- **Exercise goal**
Starting with the row that contains "If you could mark the shadow" and going on through the last row below, write out those rows again with the requests included. Raise both numbers in every coordinate pair by 92.
--- BEGIN ---
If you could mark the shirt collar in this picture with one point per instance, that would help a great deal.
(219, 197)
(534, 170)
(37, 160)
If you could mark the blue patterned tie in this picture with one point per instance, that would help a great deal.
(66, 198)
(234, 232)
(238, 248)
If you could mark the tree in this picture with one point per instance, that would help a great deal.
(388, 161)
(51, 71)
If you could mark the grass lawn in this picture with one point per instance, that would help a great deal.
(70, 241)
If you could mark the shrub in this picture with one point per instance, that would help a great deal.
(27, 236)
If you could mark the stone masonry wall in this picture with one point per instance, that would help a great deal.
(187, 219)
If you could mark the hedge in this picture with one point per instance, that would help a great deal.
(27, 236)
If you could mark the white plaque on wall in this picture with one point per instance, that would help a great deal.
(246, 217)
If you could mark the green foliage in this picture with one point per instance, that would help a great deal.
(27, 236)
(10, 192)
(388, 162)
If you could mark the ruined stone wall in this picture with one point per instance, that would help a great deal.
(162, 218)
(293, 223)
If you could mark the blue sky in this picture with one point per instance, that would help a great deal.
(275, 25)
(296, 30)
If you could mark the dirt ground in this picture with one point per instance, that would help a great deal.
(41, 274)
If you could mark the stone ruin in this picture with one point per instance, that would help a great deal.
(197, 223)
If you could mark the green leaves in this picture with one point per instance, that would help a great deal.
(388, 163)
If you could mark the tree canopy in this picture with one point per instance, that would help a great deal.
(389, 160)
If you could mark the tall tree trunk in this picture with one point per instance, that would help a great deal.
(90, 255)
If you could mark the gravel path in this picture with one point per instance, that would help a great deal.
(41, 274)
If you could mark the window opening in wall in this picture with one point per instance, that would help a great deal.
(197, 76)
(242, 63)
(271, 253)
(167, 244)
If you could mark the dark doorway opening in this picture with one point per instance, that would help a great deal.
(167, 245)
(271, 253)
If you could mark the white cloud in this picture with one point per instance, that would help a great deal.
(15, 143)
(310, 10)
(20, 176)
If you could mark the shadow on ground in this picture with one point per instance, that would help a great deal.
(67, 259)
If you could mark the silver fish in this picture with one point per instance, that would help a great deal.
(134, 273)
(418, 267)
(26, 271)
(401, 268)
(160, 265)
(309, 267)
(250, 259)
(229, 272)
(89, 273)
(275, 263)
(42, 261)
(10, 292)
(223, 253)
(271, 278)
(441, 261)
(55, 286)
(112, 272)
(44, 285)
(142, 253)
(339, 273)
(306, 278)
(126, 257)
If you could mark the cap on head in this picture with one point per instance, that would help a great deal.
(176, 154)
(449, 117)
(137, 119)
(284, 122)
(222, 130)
--- END ---
- **Result of this exercise**
If you could mark the shadow on ground in this picture with one point per instance, that would help a great deal.
(159, 351)
If you could mark the silver fish in this picture with one point per instance, that would help a great deal.
(226, 365)
(510, 359)
(118, 363)
(493, 360)
(252, 357)
(401, 359)
(342, 351)
(321, 364)
(181, 365)
(367, 355)
(134, 353)
(102, 384)
(315, 345)
(363, 370)
(533, 353)
(147, 378)
(204, 364)
(136, 377)
(234, 345)
(431, 365)
(398, 370)
(218, 349)
If you could mark the cap on head in this picture with one point per instance, that would help a great deal.
(268, 246)
(541, 209)
(229, 211)
(376, 214)
(314, 222)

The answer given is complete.